Nicaraguan coffees have a wide range of flavor attributes. Some cup like Mexican coffees from Oaxaca, others have a more pronounced acidity. Some are mildly citrusy and bright, such as the coffees of Dipilto in Nueva Segovia department. The botanical cultivars utilized are traditional: Typica, some Bourbon and Maragogype dominate, along with Caturra and Pacas. There is some of the less desirable Catimor varietal, but many farms removed it after the "catimor craze" 10-20 years ago passed.

When in season, we offer some new "exotic" cultivars too: a Pacamara, a "Java" cultivar and the large bean Maragogype. Pulp Natural process is also a variation that gives the cup great body and a slightly rustic fruited layer. It seems that many of the growers in Nicaragua, sensing that the value of their Caturra coffees reaches a certain ceiling and rises no further, are trying many combinations of coffee variety and processing to command higher prices. We value the approachable sweetness and restraint of wet-processed old-style varietals like Bourbon and Typica, and their offspring like Caturra. We feel that an occasional foray into the exotic is fine, but people want to drink these classic coffees more often than unbalanced, one-off, odd coffees. So we like to see growers focus the core of their efforts toward these sweet and elegant coffees, not the flash-in-the-pan varietals or processing experiments.

__________________________________________________

> **PARTS OF THE EXERCISE**:
a) Reproduce the stretch of records from the line containing "to locate concrete" through the line containing "left=22, top=201, right=59, bottom=263", requests included. Offset every coordinate in the answers by adding 66 to it.
b) Resume the text on Nicaraguan coffees after its final sentence.
The records that follow are unrelated to the text on Nicaraguan coffees.

__________________________________________________

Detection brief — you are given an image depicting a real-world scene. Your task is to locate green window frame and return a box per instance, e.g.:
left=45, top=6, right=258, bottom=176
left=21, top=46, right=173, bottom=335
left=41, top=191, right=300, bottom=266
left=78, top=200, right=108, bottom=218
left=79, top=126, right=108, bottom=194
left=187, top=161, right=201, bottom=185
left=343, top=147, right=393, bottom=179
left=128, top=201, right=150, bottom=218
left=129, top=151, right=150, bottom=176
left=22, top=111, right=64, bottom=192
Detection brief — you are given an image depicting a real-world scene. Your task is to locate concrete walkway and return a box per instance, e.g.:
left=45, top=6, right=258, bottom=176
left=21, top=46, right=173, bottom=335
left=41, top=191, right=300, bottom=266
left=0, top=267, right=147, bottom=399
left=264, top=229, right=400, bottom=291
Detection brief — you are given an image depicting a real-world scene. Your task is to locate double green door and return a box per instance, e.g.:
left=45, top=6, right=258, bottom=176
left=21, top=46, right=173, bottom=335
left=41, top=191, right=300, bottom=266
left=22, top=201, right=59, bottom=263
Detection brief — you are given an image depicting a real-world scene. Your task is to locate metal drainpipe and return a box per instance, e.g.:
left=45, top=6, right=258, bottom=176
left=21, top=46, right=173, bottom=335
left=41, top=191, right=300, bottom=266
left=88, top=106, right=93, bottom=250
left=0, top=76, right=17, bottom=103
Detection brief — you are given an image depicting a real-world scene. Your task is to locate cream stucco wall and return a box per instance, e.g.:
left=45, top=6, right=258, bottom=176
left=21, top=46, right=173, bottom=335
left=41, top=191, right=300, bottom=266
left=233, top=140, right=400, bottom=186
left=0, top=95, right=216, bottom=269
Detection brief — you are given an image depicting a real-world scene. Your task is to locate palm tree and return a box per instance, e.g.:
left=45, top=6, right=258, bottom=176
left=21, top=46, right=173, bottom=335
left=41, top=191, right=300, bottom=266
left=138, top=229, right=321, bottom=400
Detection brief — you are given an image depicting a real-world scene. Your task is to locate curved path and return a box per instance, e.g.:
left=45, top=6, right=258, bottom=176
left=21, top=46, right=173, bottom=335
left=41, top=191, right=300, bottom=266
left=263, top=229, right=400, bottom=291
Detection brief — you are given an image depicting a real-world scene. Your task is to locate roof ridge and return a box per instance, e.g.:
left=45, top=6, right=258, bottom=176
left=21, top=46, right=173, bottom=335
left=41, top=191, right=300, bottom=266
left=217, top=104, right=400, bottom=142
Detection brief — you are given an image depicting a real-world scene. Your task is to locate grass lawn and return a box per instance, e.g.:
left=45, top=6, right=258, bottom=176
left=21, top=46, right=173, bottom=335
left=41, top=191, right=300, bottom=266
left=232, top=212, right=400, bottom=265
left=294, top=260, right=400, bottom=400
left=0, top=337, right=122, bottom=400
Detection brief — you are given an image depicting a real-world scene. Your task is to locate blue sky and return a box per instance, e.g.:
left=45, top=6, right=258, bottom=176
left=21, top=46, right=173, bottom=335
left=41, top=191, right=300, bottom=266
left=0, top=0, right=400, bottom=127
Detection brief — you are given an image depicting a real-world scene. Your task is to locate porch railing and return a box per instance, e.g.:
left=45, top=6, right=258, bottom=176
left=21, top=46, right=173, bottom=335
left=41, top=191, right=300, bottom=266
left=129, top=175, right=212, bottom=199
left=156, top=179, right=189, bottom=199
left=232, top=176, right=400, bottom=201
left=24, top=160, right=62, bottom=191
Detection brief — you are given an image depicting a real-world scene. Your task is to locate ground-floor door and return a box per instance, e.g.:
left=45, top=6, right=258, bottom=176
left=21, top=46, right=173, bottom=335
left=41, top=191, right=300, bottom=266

__________________________________________________

> **OUTPUTS**:
a)
Detection brief — you are given an image depicting a real-world scene. Your task is to locate concrete walkway and return a box per instance, e.g.:
left=45, top=6, right=258, bottom=176
left=21, top=46, right=173, bottom=335
left=41, top=191, right=300, bottom=266
left=66, top=333, right=213, bottom=465
left=330, top=295, right=466, bottom=357
Detection brief — you are given an image depicting a real-world scene. Your task is to locate double green door and return a box per instance, e.g.:
left=45, top=6, right=258, bottom=176
left=21, top=46, right=173, bottom=335
left=41, top=191, right=300, bottom=266
left=88, top=267, right=125, bottom=329

b)
If you are a fan of a heavy Full City or Vienna roast (in either case, you are letting the 2nd crack start and you stop the roast before it gains its momentum), then you really need to try a Jinotega or Matagalpa Nicaraguan at that roast level. They have enough body to stand up to dark roasts and the great balance and pungent bittersweetness is unparalleled! Roasted to Vienna stage, these coffees can make excellent and unique single-origin espresso.